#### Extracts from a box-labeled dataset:
+ + +

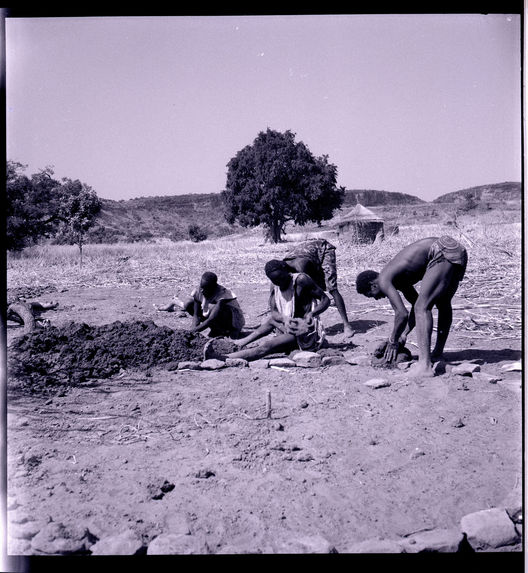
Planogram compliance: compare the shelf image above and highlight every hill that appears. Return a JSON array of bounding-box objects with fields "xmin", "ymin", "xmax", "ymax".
[
  {"xmin": 88, "ymin": 190, "xmax": 424, "ymax": 243},
  {"xmin": 343, "ymin": 189, "xmax": 425, "ymax": 207},
  {"xmin": 433, "ymin": 181, "xmax": 522, "ymax": 203}
]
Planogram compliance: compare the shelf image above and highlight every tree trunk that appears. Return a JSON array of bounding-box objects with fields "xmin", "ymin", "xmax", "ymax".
[{"xmin": 269, "ymin": 221, "xmax": 282, "ymax": 243}]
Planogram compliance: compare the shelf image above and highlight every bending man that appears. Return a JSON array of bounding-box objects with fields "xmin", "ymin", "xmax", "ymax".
[
  {"xmin": 154, "ymin": 272, "xmax": 245, "ymax": 338},
  {"xmin": 283, "ymin": 239, "xmax": 354, "ymax": 338},
  {"xmin": 217, "ymin": 260, "xmax": 330, "ymax": 360},
  {"xmin": 356, "ymin": 235, "xmax": 467, "ymax": 376}
]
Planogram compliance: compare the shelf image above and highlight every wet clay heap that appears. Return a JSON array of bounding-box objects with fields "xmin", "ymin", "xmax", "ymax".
[{"xmin": 9, "ymin": 321, "xmax": 207, "ymax": 393}]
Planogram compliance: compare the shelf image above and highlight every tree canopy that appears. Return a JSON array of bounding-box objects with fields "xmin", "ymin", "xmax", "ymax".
[
  {"xmin": 6, "ymin": 161, "xmax": 100, "ymax": 251},
  {"xmin": 222, "ymin": 128, "xmax": 345, "ymax": 243}
]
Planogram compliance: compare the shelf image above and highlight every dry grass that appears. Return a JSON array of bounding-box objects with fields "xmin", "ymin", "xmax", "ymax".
[{"xmin": 7, "ymin": 217, "xmax": 521, "ymax": 337}]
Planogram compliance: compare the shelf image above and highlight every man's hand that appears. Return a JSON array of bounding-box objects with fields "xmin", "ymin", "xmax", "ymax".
[{"xmin": 383, "ymin": 338, "xmax": 399, "ymax": 364}]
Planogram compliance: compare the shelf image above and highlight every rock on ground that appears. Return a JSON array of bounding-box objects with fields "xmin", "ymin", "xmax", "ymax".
[{"xmin": 460, "ymin": 508, "xmax": 519, "ymax": 549}]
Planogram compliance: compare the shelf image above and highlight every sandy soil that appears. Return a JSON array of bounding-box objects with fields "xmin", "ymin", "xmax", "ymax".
[{"xmin": 8, "ymin": 287, "xmax": 522, "ymax": 554}]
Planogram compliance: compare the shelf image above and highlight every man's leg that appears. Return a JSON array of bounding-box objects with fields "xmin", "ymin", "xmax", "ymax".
[
  {"xmin": 227, "ymin": 334, "xmax": 297, "ymax": 360},
  {"xmin": 234, "ymin": 320, "xmax": 274, "ymax": 348},
  {"xmin": 412, "ymin": 261, "xmax": 456, "ymax": 377},
  {"xmin": 330, "ymin": 288, "xmax": 354, "ymax": 338},
  {"xmin": 431, "ymin": 277, "xmax": 459, "ymax": 362}
]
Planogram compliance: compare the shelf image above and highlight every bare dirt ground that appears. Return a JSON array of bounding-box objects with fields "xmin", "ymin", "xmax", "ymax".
[{"xmin": 7, "ymin": 287, "xmax": 522, "ymax": 555}]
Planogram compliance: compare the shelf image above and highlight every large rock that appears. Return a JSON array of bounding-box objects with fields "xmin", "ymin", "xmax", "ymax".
[
  {"xmin": 322, "ymin": 356, "xmax": 348, "ymax": 366},
  {"xmin": 269, "ymin": 358, "xmax": 297, "ymax": 368},
  {"xmin": 200, "ymin": 358, "xmax": 226, "ymax": 370},
  {"xmin": 178, "ymin": 361, "xmax": 201, "ymax": 370},
  {"xmin": 91, "ymin": 529, "xmax": 143, "ymax": 555},
  {"xmin": 249, "ymin": 358, "xmax": 269, "ymax": 368},
  {"xmin": 31, "ymin": 521, "xmax": 90, "ymax": 555},
  {"xmin": 279, "ymin": 535, "xmax": 337, "ymax": 553},
  {"xmin": 460, "ymin": 508, "xmax": 519, "ymax": 549},
  {"xmin": 363, "ymin": 378, "xmax": 390, "ymax": 389},
  {"xmin": 346, "ymin": 537, "xmax": 404, "ymax": 553},
  {"xmin": 147, "ymin": 533, "xmax": 208, "ymax": 555},
  {"xmin": 401, "ymin": 527, "xmax": 464, "ymax": 553},
  {"xmin": 226, "ymin": 358, "xmax": 249, "ymax": 368},
  {"xmin": 451, "ymin": 362, "xmax": 480, "ymax": 376},
  {"xmin": 292, "ymin": 350, "xmax": 322, "ymax": 368}
]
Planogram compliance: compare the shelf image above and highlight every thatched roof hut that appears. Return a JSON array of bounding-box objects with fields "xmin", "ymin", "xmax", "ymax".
[{"xmin": 337, "ymin": 203, "xmax": 383, "ymax": 243}]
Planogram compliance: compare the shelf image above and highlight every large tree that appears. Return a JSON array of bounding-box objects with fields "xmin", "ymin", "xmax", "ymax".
[{"xmin": 222, "ymin": 128, "xmax": 345, "ymax": 243}]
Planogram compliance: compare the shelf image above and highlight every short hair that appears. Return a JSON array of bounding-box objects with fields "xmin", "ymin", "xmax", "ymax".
[
  {"xmin": 264, "ymin": 259, "xmax": 291, "ymax": 276},
  {"xmin": 356, "ymin": 271, "xmax": 379, "ymax": 294},
  {"xmin": 200, "ymin": 271, "xmax": 218, "ymax": 286}
]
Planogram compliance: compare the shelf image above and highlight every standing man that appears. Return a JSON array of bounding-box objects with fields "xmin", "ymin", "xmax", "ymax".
[
  {"xmin": 356, "ymin": 235, "xmax": 467, "ymax": 376},
  {"xmin": 283, "ymin": 239, "xmax": 354, "ymax": 338}
]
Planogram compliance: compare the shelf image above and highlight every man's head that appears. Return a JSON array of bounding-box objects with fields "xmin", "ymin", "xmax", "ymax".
[
  {"xmin": 264, "ymin": 259, "xmax": 291, "ymax": 289},
  {"xmin": 200, "ymin": 271, "xmax": 218, "ymax": 296},
  {"xmin": 356, "ymin": 271, "xmax": 385, "ymax": 300}
]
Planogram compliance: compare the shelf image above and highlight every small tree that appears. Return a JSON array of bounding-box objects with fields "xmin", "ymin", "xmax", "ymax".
[
  {"xmin": 221, "ymin": 128, "xmax": 345, "ymax": 243},
  {"xmin": 58, "ymin": 178, "xmax": 101, "ymax": 266},
  {"xmin": 188, "ymin": 224, "xmax": 207, "ymax": 243},
  {"xmin": 6, "ymin": 161, "xmax": 60, "ymax": 251}
]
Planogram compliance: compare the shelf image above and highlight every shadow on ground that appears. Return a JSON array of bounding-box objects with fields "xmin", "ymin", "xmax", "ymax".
[{"xmin": 444, "ymin": 348, "xmax": 522, "ymax": 364}]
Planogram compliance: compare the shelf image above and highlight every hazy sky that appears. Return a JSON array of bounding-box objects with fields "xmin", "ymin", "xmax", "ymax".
[{"xmin": 6, "ymin": 14, "xmax": 521, "ymax": 200}]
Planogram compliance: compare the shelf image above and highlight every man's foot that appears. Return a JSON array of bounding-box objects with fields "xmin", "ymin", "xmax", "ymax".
[
  {"xmin": 343, "ymin": 326, "xmax": 356, "ymax": 339},
  {"xmin": 407, "ymin": 363, "xmax": 435, "ymax": 378},
  {"xmin": 203, "ymin": 337, "xmax": 237, "ymax": 362}
]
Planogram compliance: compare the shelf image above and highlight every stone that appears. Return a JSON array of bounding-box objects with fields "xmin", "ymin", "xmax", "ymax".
[
  {"xmin": 178, "ymin": 361, "xmax": 201, "ymax": 370},
  {"xmin": 473, "ymin": 372, "xmax": 502, "ymax": 384},
  {"xmin": 279, "ymin": 535, "xmax": 337, "ymax": 553},
  {"xmin": 345, "ymin": 537, "xmax": 404, "ymax": 553},
  {"xmin": 322, "ymin": 356, "xmax": 348, "ymax": 366},
  {"xmin": 7, "ymin": 537, "xmax": 31, "ymax": 555},
  {"xmin": 410, "ymin": 448, "xmax": 425, "ymax": 460},
  {"xmin": 401, "ymin": 527, "xmax": 464, "ymax": 553},
  {"xmin": 433, "ymin": 360, "xmax": 446, "ymax": 376},
  {"xmin": 8, "ymin": 521, "xmax": 46, "ymax": 539},
  {"xmin": 91, "ymin": 529, "xmax": 143, "ymax": 555},
  {"xmin": 226, "ymin": 358, "xmax": 249, "ymax": 368},
  {"xmin": 451, "ymin": 362, "xmax": 480, "ymax": 376},
  {"xmin": 292, "ymin": 350, "xmax": 323, "ymax": 368},
  {"xmin": 249, "ymin": 358, "xmax": 269, "ymax": 368},
  {"xmin": 269, "ymin": 358, "xmax": 297, "ymax": 368},
  {"xmin": 343, "ymin": 352, "xmax": 370, "ymax": 366},
  {"xmin": 460, "ymin": 508, "xmax": 519, "ymax": 550},
  {"xmin": 31, "ymin": 521, "xmax": 90, "ymax": 555},
  {"xmin": 363, "ymin": 378, "xmax": 390, "ymax": 389},
  {"xmin": 164, "ymin": 512, "xmax": 191, "ymax": 535},
  {"xmin": 147, "ymin": 533, "xmax": 207, "ymax": 555},
  {"xmin": 200, "ymin": 358, "xmax": 226, "ymax": 370}
]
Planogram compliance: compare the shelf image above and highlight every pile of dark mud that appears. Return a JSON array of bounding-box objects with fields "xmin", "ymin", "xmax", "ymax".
[{"xmin": 8, "ymin": 321, "xmax": 208, "ymax": 393}]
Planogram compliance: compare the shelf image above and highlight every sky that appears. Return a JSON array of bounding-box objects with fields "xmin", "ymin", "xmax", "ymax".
[{"xmin": 5, "ymin": 13, "xmax": 522, "ymax": 201}]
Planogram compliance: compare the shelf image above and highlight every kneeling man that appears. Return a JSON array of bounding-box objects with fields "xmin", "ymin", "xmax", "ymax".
[{"xmin": 222, "ymin": 260, "xmax": 330, "ymax": 360}]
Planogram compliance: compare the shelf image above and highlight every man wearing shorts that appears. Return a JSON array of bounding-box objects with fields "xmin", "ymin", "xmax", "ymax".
[
  {"xmin": 222, "ymin": 260, "xmax": 330, "ymax": 360},
  {"xmin": 356, "ymin": 235, "xmax": 467, "ymax": 376},
  {"xmin": 283, "ymin": 239, "xmax": 354, "ymax": 338}
]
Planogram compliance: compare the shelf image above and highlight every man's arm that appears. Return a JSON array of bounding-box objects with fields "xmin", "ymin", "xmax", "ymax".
[
  {"xmin": 296, "ymin": 274, "xmax": 330, "ymax": 321},
  {"xmin": 398, "ymin": 286, "xmax": 418, "ymax": 345}
]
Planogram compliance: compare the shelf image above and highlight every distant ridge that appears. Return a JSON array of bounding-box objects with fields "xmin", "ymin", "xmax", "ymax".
[
  {"xmin": 343, "ymin": 189, "xmax": 425, "ymax": 207},
  {"xmin": 433, "ymin": 181, "xmax": 522, "ymax": 203}
]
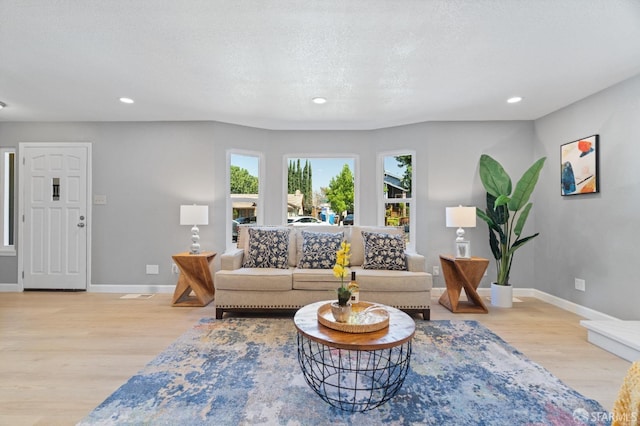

+ + +

#### WORK INSTRUCTIONS:
Please recast the stretch of material from the line containing "highlight every kneeling" through the end of the material as a numbered list, skipping any blank lines. Leave the pictures out of your answer.

#### ANSWER TO THE TASK:
1. Planogram compliance: compare the shelf image above and highlight every kneeling man that appears. Return a JSON array of bounding-box objects with fields "xmin", "ymin", "xmax", "ymax".
2. [{"xmin": 222, "ymin": 260, "xmax": 330, "ymax": 360}]
3. Planogram compliance: compare the shelf image above and highlight every man wearing shorts that appears. Return a JSON array of bounding-box objects with fields "xmin", "ymin", "xmax", "ymax".
4. [
5.   {"xmin": 222, "ymin": 260, "xmax": 330, "ymax": 360},
6.   {"xmin": 356, "ymin": 235, "xmax": 467, "ymax": 376},
7.   {"xmin": 283, "ymin": 239, "xmax": 354, "ymax": 338}
8. ]
9. Planogram compliance: compare the shelf image above and highlight every man's arm that appears. Return a JSON array of bounding-box objects with fields "xmin", "ymin", "xmax", "ymax".
10. [
11.   {"xmin": 296, "ymin": 274, "xmax": 330, "ymax": 321},
12.   {"xmin": 398, "ymin": 286, "xmax": 418, "ymax": 345}
13. ]
14. Planogram compliance: compare the shelf image above and highlight every distant ridge that appears. Return a JSON array of bounding-box objects with fields "xmin", "ymin", "xmax", "ymax".
15. [
16.   {"xmin": 343, "ymin": 189, "xmax": 425, "ymax": 207},
17.   {"xmin": 433, "ymin": 181, "xmax": 522, "ymax": 203}
18. ]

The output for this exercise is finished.